◆ Work to be completed:
Copy out, unchanged, the stretch of the items below from the line containing "Each instance of the anchor" through the line containing "[(16, 123), (433, 174), (408, 70)]", both lines included, and nothing else.

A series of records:
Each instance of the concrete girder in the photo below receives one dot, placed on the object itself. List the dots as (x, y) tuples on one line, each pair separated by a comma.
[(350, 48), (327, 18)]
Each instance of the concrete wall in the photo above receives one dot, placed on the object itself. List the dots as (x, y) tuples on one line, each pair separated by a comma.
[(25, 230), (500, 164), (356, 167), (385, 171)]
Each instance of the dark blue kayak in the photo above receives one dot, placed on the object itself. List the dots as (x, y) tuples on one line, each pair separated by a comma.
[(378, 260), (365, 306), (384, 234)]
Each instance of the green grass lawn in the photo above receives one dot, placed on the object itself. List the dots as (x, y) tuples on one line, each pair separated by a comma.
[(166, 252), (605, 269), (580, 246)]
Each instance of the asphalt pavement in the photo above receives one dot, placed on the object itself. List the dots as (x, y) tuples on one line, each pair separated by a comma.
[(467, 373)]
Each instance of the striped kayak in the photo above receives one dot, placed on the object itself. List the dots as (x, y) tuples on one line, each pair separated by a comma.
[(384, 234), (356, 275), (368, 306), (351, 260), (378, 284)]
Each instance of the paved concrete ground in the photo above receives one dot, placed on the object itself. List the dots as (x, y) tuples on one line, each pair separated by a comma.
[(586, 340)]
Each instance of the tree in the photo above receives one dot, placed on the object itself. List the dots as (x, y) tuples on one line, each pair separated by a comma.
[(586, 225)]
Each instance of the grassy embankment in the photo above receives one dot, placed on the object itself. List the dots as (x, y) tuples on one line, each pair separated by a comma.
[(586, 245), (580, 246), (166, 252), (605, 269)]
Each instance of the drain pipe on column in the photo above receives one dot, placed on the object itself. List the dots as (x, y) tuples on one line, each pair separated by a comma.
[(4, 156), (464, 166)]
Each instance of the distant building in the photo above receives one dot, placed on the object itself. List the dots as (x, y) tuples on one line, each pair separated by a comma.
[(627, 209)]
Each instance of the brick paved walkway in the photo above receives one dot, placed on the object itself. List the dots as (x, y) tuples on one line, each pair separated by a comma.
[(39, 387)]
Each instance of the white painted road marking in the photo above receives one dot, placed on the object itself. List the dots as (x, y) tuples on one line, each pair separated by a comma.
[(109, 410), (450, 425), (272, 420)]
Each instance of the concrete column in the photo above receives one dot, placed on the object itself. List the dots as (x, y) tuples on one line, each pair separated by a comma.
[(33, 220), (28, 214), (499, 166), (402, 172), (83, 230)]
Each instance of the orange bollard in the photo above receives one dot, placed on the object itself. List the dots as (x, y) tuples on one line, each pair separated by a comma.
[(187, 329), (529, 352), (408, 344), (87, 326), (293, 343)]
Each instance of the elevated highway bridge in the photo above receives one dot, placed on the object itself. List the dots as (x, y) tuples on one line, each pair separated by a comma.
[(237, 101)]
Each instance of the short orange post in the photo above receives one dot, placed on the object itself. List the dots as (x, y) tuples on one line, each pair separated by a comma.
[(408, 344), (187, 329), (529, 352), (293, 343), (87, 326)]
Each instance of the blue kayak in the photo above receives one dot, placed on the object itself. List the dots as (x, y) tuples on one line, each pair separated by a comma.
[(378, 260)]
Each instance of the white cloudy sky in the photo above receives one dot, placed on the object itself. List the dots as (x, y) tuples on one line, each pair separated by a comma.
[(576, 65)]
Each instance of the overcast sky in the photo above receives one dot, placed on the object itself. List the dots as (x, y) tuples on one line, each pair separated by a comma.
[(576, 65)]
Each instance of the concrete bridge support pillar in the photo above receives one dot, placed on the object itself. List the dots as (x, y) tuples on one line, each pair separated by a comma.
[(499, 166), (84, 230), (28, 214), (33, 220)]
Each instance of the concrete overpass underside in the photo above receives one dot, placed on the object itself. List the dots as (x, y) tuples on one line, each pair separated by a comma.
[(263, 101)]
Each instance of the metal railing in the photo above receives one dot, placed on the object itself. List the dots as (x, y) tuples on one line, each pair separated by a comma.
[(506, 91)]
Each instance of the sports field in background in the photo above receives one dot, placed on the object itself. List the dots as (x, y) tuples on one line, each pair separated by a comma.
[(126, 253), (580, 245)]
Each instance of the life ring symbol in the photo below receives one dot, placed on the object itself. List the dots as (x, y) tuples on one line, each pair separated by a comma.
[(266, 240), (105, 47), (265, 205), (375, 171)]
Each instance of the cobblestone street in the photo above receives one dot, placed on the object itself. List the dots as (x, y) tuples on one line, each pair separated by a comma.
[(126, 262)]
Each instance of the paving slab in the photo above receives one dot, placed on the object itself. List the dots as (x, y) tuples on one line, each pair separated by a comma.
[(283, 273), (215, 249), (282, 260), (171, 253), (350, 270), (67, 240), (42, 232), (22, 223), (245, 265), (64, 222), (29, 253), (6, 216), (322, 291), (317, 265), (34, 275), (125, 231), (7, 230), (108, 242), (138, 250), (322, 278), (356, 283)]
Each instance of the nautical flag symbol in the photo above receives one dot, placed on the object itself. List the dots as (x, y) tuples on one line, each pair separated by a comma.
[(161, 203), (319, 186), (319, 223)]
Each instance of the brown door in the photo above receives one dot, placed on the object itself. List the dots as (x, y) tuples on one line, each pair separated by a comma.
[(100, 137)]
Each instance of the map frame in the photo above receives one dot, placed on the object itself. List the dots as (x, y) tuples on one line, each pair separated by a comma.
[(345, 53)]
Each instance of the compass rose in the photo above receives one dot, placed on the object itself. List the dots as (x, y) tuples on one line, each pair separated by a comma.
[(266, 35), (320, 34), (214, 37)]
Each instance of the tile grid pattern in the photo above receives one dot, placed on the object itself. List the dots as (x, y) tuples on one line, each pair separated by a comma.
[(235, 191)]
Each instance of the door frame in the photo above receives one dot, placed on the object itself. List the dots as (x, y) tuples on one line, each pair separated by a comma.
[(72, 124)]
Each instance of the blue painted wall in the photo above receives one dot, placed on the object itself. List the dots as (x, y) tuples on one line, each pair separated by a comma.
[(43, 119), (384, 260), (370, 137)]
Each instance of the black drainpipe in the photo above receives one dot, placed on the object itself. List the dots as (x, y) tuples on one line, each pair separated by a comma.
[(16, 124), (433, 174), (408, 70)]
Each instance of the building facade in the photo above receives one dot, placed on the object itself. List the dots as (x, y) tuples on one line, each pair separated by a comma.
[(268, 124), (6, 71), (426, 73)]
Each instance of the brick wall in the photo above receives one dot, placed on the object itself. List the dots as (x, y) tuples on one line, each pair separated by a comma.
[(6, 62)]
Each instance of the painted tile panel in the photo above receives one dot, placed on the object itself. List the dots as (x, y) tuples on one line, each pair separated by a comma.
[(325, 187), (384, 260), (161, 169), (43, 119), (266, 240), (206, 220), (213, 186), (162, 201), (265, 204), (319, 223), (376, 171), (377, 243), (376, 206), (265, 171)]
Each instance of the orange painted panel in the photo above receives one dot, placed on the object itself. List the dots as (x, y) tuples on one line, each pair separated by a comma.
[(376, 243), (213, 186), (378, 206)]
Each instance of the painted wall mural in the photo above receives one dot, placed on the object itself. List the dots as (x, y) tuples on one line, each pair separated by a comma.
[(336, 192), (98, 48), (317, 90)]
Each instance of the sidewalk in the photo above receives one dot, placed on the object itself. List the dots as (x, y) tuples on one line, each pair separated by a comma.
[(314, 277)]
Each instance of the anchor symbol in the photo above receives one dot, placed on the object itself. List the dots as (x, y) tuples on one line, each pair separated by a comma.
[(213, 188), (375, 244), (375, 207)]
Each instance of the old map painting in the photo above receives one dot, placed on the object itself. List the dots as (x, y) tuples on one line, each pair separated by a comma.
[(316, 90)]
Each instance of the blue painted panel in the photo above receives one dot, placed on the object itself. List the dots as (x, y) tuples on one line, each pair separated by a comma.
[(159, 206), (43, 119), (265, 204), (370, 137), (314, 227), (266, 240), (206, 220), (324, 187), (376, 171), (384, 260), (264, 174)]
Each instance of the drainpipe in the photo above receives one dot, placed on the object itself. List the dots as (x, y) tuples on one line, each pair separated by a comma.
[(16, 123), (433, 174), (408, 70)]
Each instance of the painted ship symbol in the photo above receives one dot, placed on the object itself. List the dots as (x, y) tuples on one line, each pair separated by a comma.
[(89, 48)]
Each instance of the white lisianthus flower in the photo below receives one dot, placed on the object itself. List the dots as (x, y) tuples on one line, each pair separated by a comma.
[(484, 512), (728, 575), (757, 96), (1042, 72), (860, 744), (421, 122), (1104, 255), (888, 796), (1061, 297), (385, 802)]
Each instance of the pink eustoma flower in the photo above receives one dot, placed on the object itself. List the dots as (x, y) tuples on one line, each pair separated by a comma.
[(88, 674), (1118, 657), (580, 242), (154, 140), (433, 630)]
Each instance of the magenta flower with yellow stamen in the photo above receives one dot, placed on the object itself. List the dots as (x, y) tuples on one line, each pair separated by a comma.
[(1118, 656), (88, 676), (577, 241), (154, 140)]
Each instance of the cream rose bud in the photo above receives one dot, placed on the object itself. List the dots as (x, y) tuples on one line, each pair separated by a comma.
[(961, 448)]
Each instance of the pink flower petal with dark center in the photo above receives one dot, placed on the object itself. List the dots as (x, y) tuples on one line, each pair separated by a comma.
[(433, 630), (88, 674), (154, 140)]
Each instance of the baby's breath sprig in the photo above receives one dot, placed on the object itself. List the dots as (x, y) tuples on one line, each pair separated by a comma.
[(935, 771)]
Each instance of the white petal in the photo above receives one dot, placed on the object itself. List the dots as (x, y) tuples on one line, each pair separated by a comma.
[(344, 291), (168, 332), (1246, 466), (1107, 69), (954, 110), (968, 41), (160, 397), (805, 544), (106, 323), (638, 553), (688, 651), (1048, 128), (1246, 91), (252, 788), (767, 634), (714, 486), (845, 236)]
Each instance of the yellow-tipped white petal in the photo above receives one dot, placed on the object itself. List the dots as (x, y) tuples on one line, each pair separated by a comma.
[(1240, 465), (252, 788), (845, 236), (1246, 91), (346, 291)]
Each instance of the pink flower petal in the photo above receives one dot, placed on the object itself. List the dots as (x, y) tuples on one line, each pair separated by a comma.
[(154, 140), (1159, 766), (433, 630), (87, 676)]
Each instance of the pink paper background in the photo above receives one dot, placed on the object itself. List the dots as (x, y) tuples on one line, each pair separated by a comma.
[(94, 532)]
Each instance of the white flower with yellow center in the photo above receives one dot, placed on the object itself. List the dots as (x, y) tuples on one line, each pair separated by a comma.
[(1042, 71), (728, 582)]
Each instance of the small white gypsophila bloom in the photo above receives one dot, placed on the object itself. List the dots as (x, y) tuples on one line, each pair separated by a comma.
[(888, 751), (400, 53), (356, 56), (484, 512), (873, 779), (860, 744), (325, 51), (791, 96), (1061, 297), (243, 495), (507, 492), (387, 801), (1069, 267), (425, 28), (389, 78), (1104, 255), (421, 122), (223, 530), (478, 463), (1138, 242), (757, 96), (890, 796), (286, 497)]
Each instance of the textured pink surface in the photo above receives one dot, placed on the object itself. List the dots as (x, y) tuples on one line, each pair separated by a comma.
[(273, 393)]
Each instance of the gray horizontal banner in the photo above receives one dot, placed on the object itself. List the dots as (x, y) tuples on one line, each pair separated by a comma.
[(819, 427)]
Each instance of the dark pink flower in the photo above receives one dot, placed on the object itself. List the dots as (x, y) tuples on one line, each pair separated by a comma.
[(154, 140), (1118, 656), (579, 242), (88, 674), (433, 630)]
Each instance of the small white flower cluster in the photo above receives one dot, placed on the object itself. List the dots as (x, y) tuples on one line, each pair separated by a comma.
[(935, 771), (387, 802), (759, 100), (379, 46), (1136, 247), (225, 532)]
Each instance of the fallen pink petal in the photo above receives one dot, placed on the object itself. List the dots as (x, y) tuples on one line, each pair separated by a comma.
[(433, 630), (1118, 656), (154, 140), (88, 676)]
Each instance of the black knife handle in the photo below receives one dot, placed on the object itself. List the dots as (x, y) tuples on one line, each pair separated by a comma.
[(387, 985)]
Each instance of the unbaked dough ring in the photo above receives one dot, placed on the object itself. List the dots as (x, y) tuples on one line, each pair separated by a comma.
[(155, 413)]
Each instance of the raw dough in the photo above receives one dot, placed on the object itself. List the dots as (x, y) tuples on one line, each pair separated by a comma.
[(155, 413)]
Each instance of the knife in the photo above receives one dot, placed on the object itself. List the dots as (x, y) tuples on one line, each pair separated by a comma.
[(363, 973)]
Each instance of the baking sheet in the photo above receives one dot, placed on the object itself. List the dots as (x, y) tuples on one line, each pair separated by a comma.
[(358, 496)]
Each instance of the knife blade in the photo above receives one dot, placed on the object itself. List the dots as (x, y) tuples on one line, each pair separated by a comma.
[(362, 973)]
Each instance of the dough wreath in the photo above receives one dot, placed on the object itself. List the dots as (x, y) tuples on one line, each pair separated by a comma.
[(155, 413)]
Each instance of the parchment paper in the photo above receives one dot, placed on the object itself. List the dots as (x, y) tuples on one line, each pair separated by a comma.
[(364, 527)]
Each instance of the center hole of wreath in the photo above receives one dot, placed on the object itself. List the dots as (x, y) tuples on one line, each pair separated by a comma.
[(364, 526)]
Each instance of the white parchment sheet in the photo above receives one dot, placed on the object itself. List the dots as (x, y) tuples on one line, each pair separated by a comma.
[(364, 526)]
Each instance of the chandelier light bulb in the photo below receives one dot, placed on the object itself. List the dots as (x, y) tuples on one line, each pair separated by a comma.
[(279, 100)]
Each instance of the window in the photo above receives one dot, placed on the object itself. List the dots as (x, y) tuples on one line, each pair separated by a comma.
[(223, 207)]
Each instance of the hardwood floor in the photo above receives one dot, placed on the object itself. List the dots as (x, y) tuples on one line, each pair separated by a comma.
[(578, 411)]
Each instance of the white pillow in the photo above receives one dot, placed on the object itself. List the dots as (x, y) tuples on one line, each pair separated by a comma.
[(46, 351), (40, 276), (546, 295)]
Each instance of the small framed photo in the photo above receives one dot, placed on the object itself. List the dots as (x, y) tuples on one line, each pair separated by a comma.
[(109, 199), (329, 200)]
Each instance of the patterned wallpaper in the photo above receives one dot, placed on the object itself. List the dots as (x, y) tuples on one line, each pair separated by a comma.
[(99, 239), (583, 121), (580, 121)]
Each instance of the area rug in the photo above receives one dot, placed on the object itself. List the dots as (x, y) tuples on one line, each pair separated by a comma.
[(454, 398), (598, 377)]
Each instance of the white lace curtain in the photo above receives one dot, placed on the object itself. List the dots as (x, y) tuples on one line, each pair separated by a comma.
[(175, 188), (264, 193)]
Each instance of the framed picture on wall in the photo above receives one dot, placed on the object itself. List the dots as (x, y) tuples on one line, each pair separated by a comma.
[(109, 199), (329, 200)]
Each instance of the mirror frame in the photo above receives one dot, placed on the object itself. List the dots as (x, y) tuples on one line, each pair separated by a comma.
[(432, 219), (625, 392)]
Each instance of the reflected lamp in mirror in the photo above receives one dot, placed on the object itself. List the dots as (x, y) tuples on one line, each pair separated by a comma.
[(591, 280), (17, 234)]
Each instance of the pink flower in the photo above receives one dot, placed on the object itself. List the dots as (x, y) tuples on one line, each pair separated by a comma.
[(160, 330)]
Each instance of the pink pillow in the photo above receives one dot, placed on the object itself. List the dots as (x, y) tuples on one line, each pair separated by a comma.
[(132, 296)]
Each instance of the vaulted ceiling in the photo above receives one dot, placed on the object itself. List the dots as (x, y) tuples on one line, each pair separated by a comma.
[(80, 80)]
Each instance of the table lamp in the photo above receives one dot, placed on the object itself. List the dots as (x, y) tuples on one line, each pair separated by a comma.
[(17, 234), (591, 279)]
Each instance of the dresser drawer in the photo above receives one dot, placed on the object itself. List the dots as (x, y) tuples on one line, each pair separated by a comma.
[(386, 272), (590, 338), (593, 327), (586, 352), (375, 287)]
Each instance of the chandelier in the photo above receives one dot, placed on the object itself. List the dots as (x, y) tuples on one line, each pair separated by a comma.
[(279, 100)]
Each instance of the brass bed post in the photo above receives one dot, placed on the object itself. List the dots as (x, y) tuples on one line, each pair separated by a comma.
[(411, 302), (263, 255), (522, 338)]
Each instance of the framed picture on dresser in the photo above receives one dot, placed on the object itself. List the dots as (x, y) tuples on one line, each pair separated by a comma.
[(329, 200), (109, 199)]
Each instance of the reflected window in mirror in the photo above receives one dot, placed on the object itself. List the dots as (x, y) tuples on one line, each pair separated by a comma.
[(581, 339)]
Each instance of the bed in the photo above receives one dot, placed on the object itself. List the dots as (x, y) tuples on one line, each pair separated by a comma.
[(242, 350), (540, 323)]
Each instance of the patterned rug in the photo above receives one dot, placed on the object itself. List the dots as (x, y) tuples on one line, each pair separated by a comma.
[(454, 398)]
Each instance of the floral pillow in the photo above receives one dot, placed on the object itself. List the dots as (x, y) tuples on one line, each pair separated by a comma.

◆ Written reply:
Each instance of the anchor symbol in the photo above receives one dot, placed on the object itself. List the dots as (x, y) tuples on one line, each pair separated by a comma.
[(213, 188), (375, 244), (375, 207)]
Each instance of the old map painting in the photo above receives one dot, placed on the object itself. List the dots as (x, y) tuples on one line, each pair separated by a comma.
[(316, 90)]
Each instance of the blue painted panel in the photo above receives one dot, placed on the object itself. List the dots as (x, y) tuples on one line, each pair separated by a comma.
[(159, 206), (43, 119), (265, 204), (370, 137), (314, 227), (266, 240), (206, 220), (324, 187), (376, 171), (384, 260), (264, 174)]
Each instance of the drainpipe in the photo above receives one dot, placed on the object itself. List the dots as (x, y) tuples on one line, each pair separated by a comma.
[(16, 123), (433, 174), (408, 70)]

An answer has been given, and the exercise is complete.